### Given passage

•••

Now that we have learned the necessary operations, we can understand the operations of the regression function. If you would like to build your own regression module, reconstruct the scripts form Chapter 7. In this lesson, we will use the statsmodels OLS method to reconstruct and compare statistics from an OLS regression. 

Recall that we estimate the vector of beta parameters for each variable with the equation:

$\beta = (X'X)^{-1}X'Y$

Each estimated $\beta$ value is multiplied by each observation of the relevant exogenous variable estimate the effect of the value on the endogenous, $Y$, value.

We will run a regression In order to estimate the parameters, we will need to import data, define the dependent variable and independent variables, and transform these into matrix objects.

•••

[Raw entries]
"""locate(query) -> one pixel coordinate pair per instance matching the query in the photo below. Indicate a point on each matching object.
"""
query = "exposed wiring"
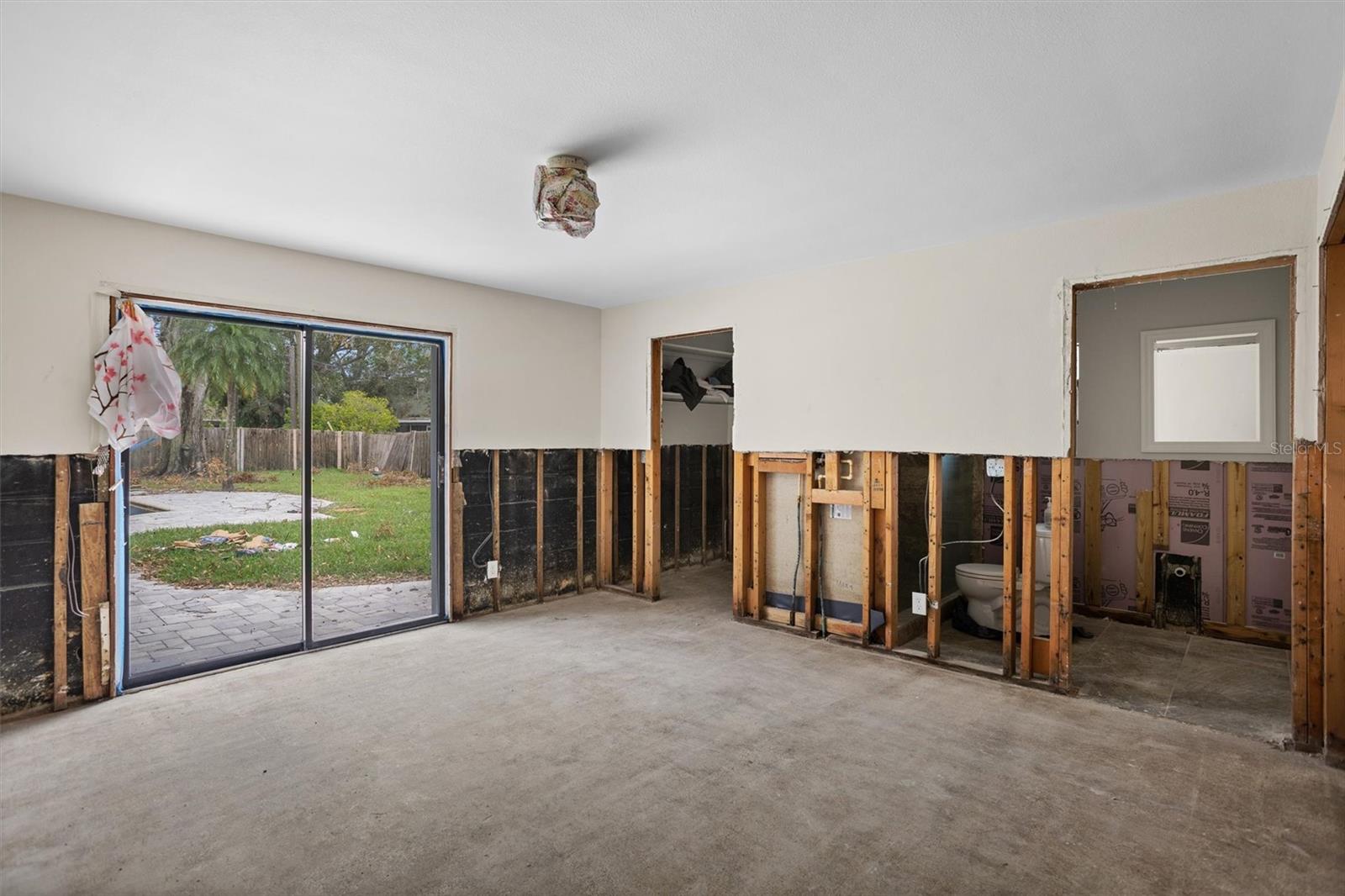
(798, 557)
(490, 486)
(73, 602)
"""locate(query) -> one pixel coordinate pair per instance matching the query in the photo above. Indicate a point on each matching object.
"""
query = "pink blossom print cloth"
(134, 382)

•••

### Task 1
Write out everything in the passage on regression from "Each estimated $\beta$" down to "endogenous, $Y$, value.".
### Task 2
Rewrite all the entries with "photo" replaced by "image" and nothing else changed. Leave the pictures out.
The passage on regression and the entries are unrelated material.

### Exercise result 1
Each estimated $\beta$ value is multiplied by each observation of the relevant exogenous variable estimate the effect of the value on the endogenous, $Y$, value.

### Exercise result 2
"""locate(query) -> one pixel coordinate pair per instance matching the query in the image below. Indicate a point on each matching object.
"""
query = "exposed wiring"
(798, 557)
(490, 486)
(73, 602)
"""locate(query) -> one pixel coordinate pair per instance matching the query in the image above. Indicate a point on each matching object.
"""
query = "pink blossom print cloth"
(134, 382)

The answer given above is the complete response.